● **What this task involves**
Count how many lines of the records contain the string "green", treating uppercase and lowercase as different. Reply with the number only.

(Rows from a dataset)
====================

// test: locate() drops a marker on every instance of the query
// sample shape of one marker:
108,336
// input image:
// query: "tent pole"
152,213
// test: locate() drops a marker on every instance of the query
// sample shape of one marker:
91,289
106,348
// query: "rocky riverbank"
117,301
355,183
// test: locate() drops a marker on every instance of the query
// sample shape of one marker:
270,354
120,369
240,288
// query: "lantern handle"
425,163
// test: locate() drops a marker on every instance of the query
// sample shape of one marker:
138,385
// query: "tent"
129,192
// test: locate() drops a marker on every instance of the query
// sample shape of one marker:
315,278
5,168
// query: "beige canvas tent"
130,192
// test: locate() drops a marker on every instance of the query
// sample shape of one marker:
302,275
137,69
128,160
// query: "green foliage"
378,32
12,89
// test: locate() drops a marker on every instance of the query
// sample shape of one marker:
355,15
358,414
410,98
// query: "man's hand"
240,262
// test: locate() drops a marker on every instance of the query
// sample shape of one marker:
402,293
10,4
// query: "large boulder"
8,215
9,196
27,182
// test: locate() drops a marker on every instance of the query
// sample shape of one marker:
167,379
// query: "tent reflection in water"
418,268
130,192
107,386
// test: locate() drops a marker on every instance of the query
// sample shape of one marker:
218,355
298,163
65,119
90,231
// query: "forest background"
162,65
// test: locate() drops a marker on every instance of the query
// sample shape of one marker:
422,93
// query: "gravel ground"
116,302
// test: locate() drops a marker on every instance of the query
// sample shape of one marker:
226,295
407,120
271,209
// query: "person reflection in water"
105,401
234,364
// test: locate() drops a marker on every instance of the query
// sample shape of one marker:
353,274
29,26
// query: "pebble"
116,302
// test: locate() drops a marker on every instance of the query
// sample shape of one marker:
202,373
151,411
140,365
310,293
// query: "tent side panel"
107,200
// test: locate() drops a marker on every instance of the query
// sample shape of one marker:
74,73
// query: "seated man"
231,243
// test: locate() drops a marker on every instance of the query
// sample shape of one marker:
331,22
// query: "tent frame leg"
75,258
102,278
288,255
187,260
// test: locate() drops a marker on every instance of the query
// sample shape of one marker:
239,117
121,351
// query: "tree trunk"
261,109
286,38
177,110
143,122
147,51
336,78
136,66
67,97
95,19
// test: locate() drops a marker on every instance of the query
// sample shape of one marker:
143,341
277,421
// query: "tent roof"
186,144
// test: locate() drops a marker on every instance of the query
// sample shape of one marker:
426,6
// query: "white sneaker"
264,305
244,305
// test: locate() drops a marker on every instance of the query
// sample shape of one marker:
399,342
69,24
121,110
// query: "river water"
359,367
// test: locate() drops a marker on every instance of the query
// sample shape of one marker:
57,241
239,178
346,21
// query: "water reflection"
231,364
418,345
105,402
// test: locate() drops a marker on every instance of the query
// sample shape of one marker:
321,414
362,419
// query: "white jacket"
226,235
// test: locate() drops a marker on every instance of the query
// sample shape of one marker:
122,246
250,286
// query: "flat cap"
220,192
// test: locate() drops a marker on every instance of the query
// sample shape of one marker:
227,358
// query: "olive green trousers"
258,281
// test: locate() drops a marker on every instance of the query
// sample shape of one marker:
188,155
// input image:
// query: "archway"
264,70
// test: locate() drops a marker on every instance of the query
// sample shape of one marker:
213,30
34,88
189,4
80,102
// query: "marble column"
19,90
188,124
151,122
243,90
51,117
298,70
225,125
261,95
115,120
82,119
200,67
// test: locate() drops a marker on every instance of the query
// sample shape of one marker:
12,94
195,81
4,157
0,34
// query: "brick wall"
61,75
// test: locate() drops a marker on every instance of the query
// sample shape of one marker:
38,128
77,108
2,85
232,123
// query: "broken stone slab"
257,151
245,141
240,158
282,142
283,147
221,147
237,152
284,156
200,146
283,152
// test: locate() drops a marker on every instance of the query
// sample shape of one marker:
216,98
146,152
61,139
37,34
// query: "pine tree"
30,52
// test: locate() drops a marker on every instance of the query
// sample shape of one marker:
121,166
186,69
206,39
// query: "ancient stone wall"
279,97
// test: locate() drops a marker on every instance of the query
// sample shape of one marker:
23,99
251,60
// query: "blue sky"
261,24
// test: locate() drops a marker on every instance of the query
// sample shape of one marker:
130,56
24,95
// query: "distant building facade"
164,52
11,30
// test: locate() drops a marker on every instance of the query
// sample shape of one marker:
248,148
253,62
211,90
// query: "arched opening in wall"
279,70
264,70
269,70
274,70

====================

● **Task output**
2